Source extract >>
== Segment start ==
A suit brought against an officer or agency with relation to matters in which the defendant represents the State in action and in liability, even though the State is not a party to the record, is in effect a suit against the State. (Scoa Industries, Inc. v. Howlett (1st Dist. 1975),
For the reasons stated, the order and judgment of the circuit court of Cook County are hereby reversed.
Reversed.
STAMOS, P. J., and BROWN, J., concur.
== Segment end ==
Your tasks >>
A – Write out the part of the court ruling that begins at the words "A suit brought" and stops after "BROWN, J., concur.".
B – Answer these questions from the court ruling:
(i) Whose order and judgment are reversed?
(ii) Which two judges concur?
(iii) What kind of suit does the ruling say is in effect a suit against the State?

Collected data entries
== Segment start ==
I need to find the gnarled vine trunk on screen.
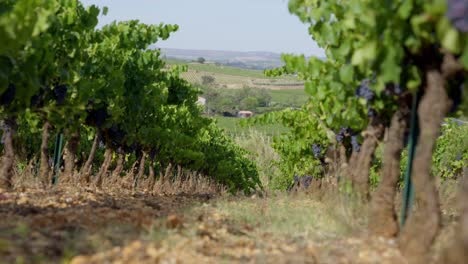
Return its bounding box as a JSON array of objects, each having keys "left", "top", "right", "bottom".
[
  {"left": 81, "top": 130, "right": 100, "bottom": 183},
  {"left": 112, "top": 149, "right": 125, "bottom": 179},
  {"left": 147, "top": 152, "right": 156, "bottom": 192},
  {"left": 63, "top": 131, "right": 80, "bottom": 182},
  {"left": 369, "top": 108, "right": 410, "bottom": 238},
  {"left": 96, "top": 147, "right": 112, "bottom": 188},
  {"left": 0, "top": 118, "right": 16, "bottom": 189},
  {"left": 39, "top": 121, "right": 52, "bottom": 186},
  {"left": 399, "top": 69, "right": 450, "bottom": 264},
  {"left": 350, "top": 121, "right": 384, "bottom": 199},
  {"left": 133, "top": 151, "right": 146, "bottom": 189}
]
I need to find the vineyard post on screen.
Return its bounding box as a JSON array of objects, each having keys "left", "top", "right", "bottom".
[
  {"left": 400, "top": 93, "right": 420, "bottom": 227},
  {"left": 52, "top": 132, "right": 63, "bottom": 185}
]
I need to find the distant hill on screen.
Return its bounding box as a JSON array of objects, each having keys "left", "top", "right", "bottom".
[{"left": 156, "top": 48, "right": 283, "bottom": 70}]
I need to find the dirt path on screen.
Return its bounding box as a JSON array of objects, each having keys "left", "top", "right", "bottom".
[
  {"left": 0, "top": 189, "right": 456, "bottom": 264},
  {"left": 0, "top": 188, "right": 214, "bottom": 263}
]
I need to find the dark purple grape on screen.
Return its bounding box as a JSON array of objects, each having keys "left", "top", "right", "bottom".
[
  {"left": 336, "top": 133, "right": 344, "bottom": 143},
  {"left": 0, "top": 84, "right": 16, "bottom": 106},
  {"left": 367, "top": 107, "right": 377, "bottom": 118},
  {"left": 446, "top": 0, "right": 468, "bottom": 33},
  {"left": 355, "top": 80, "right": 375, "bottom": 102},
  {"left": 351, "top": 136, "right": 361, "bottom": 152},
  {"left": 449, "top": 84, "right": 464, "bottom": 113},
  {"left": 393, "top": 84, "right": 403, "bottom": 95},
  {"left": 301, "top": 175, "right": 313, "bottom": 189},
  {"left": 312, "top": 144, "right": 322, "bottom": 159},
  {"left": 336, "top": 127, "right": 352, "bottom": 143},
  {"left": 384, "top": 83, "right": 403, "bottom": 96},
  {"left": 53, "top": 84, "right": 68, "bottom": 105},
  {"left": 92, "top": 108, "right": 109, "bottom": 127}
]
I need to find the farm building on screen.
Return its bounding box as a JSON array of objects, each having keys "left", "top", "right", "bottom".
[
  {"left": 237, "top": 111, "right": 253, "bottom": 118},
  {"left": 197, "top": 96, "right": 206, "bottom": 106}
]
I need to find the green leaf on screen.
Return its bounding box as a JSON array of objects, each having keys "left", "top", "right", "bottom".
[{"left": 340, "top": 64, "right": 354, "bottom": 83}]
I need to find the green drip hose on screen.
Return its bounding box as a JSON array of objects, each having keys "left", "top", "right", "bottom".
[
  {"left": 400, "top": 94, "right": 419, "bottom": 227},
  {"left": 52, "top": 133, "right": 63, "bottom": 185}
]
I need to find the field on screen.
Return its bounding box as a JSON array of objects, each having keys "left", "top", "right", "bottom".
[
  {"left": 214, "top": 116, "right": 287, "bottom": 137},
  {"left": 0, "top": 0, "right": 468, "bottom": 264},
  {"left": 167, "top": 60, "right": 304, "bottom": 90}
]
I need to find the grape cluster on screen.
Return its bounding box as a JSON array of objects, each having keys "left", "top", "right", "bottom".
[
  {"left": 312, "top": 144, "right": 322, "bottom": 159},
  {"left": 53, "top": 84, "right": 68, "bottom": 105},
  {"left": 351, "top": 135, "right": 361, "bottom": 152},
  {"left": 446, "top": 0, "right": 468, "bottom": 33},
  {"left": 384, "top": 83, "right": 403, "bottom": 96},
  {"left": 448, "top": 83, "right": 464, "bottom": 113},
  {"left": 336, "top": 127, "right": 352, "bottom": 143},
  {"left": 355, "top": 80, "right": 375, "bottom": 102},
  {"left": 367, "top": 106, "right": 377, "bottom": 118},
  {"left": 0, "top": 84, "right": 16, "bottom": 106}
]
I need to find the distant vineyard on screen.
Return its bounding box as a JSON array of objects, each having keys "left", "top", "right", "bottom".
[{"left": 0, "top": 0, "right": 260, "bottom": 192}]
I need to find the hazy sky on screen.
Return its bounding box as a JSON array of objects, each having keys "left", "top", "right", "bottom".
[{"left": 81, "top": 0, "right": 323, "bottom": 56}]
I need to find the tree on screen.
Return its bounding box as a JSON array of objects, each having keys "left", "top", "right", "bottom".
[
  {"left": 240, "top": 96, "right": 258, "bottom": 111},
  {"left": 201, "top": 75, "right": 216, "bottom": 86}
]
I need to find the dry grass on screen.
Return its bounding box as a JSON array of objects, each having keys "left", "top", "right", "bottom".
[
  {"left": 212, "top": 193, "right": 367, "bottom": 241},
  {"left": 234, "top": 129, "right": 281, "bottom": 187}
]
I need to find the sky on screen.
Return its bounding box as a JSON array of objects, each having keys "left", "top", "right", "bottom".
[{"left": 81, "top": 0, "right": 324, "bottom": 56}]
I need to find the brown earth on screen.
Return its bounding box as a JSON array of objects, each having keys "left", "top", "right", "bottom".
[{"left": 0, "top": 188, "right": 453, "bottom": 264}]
== Segment end ==
Answers by task >>
A –
A suit brought against an officer or agency with relation to matters in which the defendant represents the State in action and in liability, even though the State is not a party to the record, is in effect a suit against the State. (Scoa Industries, Inc. v. Howlett (1st Dist. 1975),
For the reasons stated, the order and judgment of the circuit court of Cook County are hereby reversed.
Reversed.
STAMOS, P. J., and BROWN, J., concur.

B –
(i) The circuit court of Cook County.
(ii) Stamos, P. J., and Brown, J.
(iii) A suit brought against an officer or agency about matters in which the defendant represents the State in action and in liability, even though the State is not a party to the record.